**RECORDS FOR THE TASK**
··········

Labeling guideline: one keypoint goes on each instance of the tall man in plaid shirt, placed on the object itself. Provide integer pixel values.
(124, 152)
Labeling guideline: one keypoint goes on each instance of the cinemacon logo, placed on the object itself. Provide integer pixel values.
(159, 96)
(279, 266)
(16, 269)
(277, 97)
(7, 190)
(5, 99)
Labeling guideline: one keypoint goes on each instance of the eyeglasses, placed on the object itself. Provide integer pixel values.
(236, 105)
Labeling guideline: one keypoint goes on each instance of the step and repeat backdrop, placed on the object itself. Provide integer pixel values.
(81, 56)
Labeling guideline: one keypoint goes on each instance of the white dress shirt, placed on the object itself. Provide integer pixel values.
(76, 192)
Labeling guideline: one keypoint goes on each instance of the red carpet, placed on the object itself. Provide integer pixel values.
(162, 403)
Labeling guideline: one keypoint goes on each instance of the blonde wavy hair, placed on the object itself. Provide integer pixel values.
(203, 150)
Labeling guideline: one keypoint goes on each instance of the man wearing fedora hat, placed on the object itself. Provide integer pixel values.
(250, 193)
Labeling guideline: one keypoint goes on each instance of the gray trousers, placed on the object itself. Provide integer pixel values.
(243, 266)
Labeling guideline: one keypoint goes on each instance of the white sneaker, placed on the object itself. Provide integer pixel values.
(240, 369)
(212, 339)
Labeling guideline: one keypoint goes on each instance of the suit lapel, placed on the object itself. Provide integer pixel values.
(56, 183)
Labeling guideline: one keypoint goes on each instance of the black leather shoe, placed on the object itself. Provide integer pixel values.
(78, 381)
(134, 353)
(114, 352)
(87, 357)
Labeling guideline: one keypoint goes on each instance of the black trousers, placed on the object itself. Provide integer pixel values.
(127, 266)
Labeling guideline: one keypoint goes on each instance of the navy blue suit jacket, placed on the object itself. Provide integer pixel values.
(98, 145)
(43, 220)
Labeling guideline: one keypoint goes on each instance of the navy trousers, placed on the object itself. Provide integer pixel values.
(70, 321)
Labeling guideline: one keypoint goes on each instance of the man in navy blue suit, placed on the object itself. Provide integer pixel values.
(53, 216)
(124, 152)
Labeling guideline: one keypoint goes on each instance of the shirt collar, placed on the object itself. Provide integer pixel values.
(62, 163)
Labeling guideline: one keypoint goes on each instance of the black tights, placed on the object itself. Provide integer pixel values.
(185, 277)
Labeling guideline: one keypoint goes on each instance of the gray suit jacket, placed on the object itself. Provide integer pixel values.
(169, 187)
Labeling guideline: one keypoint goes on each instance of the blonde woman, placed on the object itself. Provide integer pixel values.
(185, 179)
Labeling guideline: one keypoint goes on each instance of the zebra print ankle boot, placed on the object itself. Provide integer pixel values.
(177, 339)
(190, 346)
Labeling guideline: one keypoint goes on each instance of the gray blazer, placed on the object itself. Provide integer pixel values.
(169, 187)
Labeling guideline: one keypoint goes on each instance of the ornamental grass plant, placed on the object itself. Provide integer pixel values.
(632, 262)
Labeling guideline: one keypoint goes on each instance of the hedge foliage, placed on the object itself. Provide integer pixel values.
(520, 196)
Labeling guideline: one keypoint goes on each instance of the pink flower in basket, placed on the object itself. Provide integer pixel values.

··········

Write the data above out again in full, exactly.

**EXERCISE SOLUTION**
Labeling guideline: one keypoint goes on each instance of the tall man in plaid shirt, placed on the object itself. Provide integer pixel values.
(124, 152)
Labeling guideline: one keypoint goes on each instance of the cinemacon logo, placed on the object itself. Provide integer pixel values.
(159, 96)
(279, 266)
(16, 269)
(277, 97)
(7, 190)
(5, 99)
Labeling guideline: one keypoint goes on each instance of the eyeglasses, placed on the object itself. Provide integer pixel values.
(236, 105)
Labeling guideline: one keypoint goes on each instance of the step and repeat backdrop, placed on the object itself. Provide integer pixel values.
(81, 56)
Labeling guideline: one keypoint goes on each instance of the white dress shirt, placed on the object itself. Provide integer pixel values.
(76, 192)
Labeling guideline: one keypoint goes on each instance of the red carpet, placed on the object itself. Provide integer pixel values.
(162, 403)
Labeling guideline: one keypoint goes on each instance of the blonde wavy hair, placed on the object itself. Provide integer pixel values.
(203, 150)
Labeling guideline: one keypoint goes on each instance of the man wearing fedora hat, placed on the object itself. Provide integer pixel values.
(250, 193)
Labeling guideline: one keypoint goes on each instance of the gray trousers, placed on the object itself. Provide integer pixel values.
(243, 266)
Labeling guideline: one keypoint goes on each instance of the white sneaker, placed on the object itself. Provide integer pixel values.
(240, 369)
(212, 339)
Labeling guideline: one keypoint goes on each instance of the suit lapel, placed on the object itself. Provide integer pixel values.
(56, 183)
Labeling guideline: one keypoint goes on each instance of the black leather shoe, placed on the object itself. Provide integer pixel values.
(78, 381)
(134, 353)
(114, 352)
(87, 357)
Labeling guideline: one keypoint goes on each instance of the black trousers, placed on the object itself. Provide integer pixel values.
(127, 266)
Labeling guideline: one keypoint goes on each instance of the navy blue suit jacket, placed on the object itself. Provide integer pixel values.
(98, 145)
(43, 220)
Labeling guideline: one keypoint goes on each instance of the navy trousers, placed on the object itself. Provide integer pixel values.
(70, 321)
Labeling guideline: one keypoint goes on each instance of the man in navy blue suit, placed on the object itself. Provide integer pixel values.
(53, 216)
(124, 152)
Labeling guideline: one keypoint goes on each instance of the shirt collar, placed on the object itself. Provide integer pixel values.
(62, 163)
Labeling guideline: one keypoint goes on each instance of the black tights, placed on the object itself. Provide integer pixel values.
(185, 277)
Labeling guideline: one keypoint goes on each instance of the gray suit jacket, placed on the object itself. Provide integer pixel values.
(169, 187)
Labeling guideline: one keypoint goes on each instance of the blonde woman, placed on the object itself. Provide integer pixel values.
(185, 179)
Labeling guideline: one keypoint goes on each instance of the zebra print ankle boot, placed on the object itself. Provide integer pixel values.
(177, 339)
(190, 346)
Labeling guideline: one keypoint goes on each instance of the gray blazer, placed on the object itself. Provide integer pixel values.
(169, 187)
Labeling guideline: one keypoint goes on each instance of the ornamental grass plant, placed on the object itself. Provide integer pixel values.
(632, 262)
Labeling guideline: one keypoint goes on each instance of the hedge foliage, placed on the object itself. Provide integer pixel values.
(520, 196)
Labeling guideline: one keypoint goes on each instance of the pink flower in basket, placed on the object itself. Provide integer pixel values.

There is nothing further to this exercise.